=== Section Start ===
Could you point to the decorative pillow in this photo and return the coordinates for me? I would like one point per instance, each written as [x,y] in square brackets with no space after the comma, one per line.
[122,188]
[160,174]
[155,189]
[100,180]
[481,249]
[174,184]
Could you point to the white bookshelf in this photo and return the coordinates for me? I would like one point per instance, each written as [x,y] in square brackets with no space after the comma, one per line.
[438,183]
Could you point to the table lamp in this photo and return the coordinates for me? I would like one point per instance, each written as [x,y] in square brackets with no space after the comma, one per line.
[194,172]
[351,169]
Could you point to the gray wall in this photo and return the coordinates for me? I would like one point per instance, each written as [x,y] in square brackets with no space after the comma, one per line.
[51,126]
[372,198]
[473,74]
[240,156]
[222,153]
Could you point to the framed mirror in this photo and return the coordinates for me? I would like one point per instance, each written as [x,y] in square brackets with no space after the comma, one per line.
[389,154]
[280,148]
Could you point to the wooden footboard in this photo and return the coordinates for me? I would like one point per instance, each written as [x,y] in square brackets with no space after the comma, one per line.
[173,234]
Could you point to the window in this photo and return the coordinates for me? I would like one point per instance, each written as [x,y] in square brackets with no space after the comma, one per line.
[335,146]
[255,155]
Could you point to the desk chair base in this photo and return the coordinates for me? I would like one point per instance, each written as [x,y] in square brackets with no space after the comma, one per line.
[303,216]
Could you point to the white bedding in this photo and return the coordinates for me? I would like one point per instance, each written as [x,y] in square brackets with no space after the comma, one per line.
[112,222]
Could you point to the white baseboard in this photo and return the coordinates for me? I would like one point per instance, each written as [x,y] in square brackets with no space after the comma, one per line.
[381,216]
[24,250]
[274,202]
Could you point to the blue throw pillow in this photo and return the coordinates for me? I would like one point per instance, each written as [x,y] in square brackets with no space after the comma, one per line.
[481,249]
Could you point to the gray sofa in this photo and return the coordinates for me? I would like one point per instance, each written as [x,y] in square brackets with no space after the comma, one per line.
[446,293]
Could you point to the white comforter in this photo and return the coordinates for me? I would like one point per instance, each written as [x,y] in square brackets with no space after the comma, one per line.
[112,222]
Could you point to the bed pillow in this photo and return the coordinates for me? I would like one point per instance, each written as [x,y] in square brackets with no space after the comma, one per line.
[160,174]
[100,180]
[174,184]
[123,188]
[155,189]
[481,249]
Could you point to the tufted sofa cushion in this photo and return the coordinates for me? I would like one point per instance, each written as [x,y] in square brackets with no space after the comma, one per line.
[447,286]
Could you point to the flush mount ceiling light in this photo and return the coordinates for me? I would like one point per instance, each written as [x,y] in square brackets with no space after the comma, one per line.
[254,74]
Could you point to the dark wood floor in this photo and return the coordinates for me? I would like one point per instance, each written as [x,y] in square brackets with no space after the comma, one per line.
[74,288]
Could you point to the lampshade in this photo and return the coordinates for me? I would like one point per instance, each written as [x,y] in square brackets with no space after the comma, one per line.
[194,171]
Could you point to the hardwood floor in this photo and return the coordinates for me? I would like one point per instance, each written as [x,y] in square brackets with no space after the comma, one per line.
=== Section End ===
» **Task to complete**
Return each line of the data exactly as written above.

» **Solution to the exercise**
Could you point to the decorative pillow in this photo and return the coordinates for me? I would like one point per instance, each written as [x,y] in square brackets with no space after the comma, one per line.
[122,188]
[160,174]
[155,189]
[100,180]
[481,249]
[174,184]
Could you point to the white bookshelf in this photo and return the coordinates for me? I would like one point per instance, each written as [x,y] in square brackets with no space after the comma, one per line.
[438,183]
Could you point to the table lamp in this photo and return the coordinates for me? I would like one point per instance, each written as [x,y] in square brackets with no space after the comma, one per line.
[194,172]
[351,169]
Could you point to the gray wall in this photo and return the coordinates for me? I would like one point per instance, each written as [x,y] in square brackets with no space after the comma, one per line.
[51,126]
[372,198]
[473,74]
[240,156]
[222,153]
Could you point to the framed mirror in this photo and return the coordinates for me? I would like one point per instance, each written as [x,y] in square brackets with no space after the comma, one per line.
[389,154]
[280,148]
Could you point to the wooden footboard in this photo and return the coordinates for me? I would like one point per instance, each written as [x,y] in square brackets with no space after the comma, one per line.
[173,234]
Could you point to the window in this photo and return the coordinates for me? I would like one point per instance, each written as [x,y] in square brackets with no space after the comma, one per line.
[335,146]
[255,155]
Could you point to the desk chair base in this photo and return the coordinates for me? I would like one point per instance, each written as [x,y] in square brackets with no space after the comma, one per line.
[303,216]
Could you point to the white bedding in this photo and return the coordinates for me? I would like one point per instance, each written as [x,y] in square brackets with no space after the comma, one per line.
[112,222]
Could you point to the white baseboard in this photo and return the coordinates for me? I would like one point per instance, each written as [x,y] in square brackets with no space after the comma, one per line.
[381,216]
[24,250]
[274,202]
Could you point to the blue throw pillow in this photo and return the coordinates for me? I would like one point per instance, each written as [x,y] in square brackets with no space after the comma, one per line.
[481,249]
Could you point to the gray sofa in this photo and return the coordinates for me? I would like one point per instance, each written as [x,y] in square brackets with no space after the comma, one per line.
[446,293]
Could you point to the white comforter in this photo and return the coordinates for me? I would like one point per instance, each written as [x,y] in square brackets with no space after the comma, one per line.
[112,222]
Could you point to the bed pillow in this photo and return the coordinates for me? I would like one point per instance, each written as [x,y] in square brackets with no space after the comma, one per line.
[160,174]
[100,180]
[174,184]
[123,188]
[155,189]
[481,249]
Could you point to the tufted sofa cushion in this photo and return the coordinates for me? I would like one point per instance, each written as [x,y] in square brackets with no space after the comma, one per line.
[447,286]
Could you point to the flush mount ceiling light in this photo and return the coordinates for me? I would like one point per instance, each written as [x,y] in square brackets with no space after the comma, one per line.
[254,74]
Could you point to the dark wood floor in this photo and return the coordinates for me? I would like one point per instance, each written as [x,y] in square brackets with no space after the comma, one per line.
[74,288]
Could you point to the lampshade in this photo and return the coordinates for me? I would like one point per instance, each written as [x,y] in square brackets with no space after the comma, one per line.
[194,171]
Could you point to the hardwood floor in this photo and return the coordinates for me? I would like one point per instance, each written as [x,y] in square brackets with no space after the comma, one per line.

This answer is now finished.